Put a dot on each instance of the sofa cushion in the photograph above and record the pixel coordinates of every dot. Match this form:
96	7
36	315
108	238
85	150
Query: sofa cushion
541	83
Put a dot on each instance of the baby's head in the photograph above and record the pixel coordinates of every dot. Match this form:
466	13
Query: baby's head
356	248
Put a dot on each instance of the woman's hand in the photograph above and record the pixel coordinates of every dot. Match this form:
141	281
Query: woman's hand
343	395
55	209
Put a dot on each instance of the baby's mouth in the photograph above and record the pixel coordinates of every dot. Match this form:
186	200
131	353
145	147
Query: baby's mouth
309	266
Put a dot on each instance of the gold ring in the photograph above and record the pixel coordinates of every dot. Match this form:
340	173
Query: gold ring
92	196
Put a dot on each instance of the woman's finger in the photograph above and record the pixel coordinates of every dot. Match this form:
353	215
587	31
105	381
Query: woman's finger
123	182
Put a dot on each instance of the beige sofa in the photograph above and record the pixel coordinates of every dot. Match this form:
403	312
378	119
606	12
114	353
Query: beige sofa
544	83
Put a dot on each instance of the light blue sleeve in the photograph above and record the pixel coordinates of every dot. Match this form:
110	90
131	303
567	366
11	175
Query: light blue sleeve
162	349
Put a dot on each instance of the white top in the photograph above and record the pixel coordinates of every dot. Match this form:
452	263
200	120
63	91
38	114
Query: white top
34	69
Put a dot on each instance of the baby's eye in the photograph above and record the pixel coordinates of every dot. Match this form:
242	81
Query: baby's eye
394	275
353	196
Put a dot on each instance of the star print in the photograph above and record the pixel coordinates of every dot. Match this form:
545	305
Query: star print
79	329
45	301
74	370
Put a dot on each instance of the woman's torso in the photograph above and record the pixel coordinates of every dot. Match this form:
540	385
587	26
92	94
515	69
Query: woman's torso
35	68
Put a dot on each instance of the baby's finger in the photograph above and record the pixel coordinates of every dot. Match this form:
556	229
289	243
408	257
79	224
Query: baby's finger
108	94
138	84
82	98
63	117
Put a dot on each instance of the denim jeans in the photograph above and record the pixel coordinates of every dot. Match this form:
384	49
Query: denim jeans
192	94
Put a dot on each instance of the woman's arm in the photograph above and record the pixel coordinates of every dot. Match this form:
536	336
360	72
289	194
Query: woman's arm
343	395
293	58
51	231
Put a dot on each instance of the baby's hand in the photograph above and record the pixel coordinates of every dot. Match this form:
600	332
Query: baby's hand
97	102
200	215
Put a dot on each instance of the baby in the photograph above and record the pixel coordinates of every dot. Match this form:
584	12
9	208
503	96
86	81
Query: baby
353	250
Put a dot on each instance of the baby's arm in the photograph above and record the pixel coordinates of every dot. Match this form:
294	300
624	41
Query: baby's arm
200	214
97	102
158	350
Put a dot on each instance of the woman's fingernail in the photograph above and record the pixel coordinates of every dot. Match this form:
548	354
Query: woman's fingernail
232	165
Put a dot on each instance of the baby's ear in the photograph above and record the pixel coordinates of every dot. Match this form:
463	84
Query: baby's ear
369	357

* * * *

§ **What you are asked to do**: Once more, set down the full listing, verbatim.

§ **Result of the task**:
Put a dot on each instance of the sofa cushion in the photograph above and record the pixel coordinates of every dot. Match this form:
96	7
36	315
108	238
85	150
Query: sofa cushion
541	83
Put a dot on each instance of the baby's head in the photograph above and record the pixel coordinates of every dot. Match this form:
466	13
Query: baby's head
356	248
Put a dot on each instance of the woman's hand in the photograph above and record the pixel coordinates of every dot. Match this form:
141	281
Query: woman's hand
343	395
55	209
Put a dot on each instance of the baby's mouth in the photograph above and record the pixel coordinates of every dot. Match this form:
186	200
131	353
145	147
Query: baby's mouth
309	266
Put a dot on each instance of the gold ring in the photograph above and record the pixel coordinates of every dot. Match this form:
340	173
Query: gold ring
92	196
Put a dot on each instance of the woman's finger in the photograph above and record the pixel coordinates of every dot. Match this form:
353	215
587	31
105	381
Query: woman's finger
123	182
Put a dot on each instance of the beige sofa in the photograph above and record the pixel coordinates of every dot. Match this form:
403	312
378	119
606	12
114	353
Query: beige sofa
544	83
Put a dot on each instance of the light blue sleeve in the photograph above and record the pixel coordinates of every dot. Match this form:
110	90
131	303
567	366
11	175
Query: light blue sleeve
162	349
Put a dot on each instance of the white top in the photograph above and record the pixel coordinates of every dot. Match this form:
452	263
200	120
63	91
38	114
Query: white top
34	69
Put a dot on each instance of the baby's eye in the photograph above and record the pixel coordinates of every dot. Match this form:
242	81
Query: baby's eye
394	275
353	196
Put a dot on each instance of the star print in the photograph above and record the pixel coordinates of every dot. Match this form:
545	305
Query: star print
79	329
45	301
74	370
Put a dot on each instance of the woman's torso in the photograph above and record the pixel coordinates of every dot. Match this form:
540	385
587	26
92	94
515	69
Query: woman's torso
35	68
Put a dot on each instance of the baby's finger in the photograph above and record the pixel coordinates of every dot. Match this form:
556	229
289	243
408	257
79	224
Query: baby's finger
108	94
138	84
82	98
63	117
Put a dot on each instance of the denim jeans in the photograph above and record the pixel coordinates of every dot. Match this form:
384	49
Query: denim jeans
192	94
Put a dot on each instance of the woman's arm in the photograph above and record the pixel coordinates of every dot. Match this form:
536	336
360	72
289	194
Query: woman's arm
343	395
293	58
51	231
Put a dot on each instance of the baby's hand in the photograph above and record the pixel coordinates of every dot. Match this form:
600	332
Query: baby's hand
97	102
200	215
Put a dot on each instance of the baby in the photograph above and record the pixel coordinates of every dot. Match this form:
584	12
9	208
503	96
86	81
Query: baby
353	250
Put a dot on each instance of the baby's arm in the photograph above and record the pixel coordinates of every dot. Match this form:
294	300
624	41
Query: baby's arm
200	214
97	102
158	350
Put a dot on each instance of the woman's fingernail in the photograph above and record the pixel coordinates of every dot. Match this form:
548	354
Query: woman's fingernail
232	165
Put a dot on each instance of the baby's ear in the photograph above and record the pixel coordinates of every dot. Match this form:
463	84
Query: baby's ear
369	357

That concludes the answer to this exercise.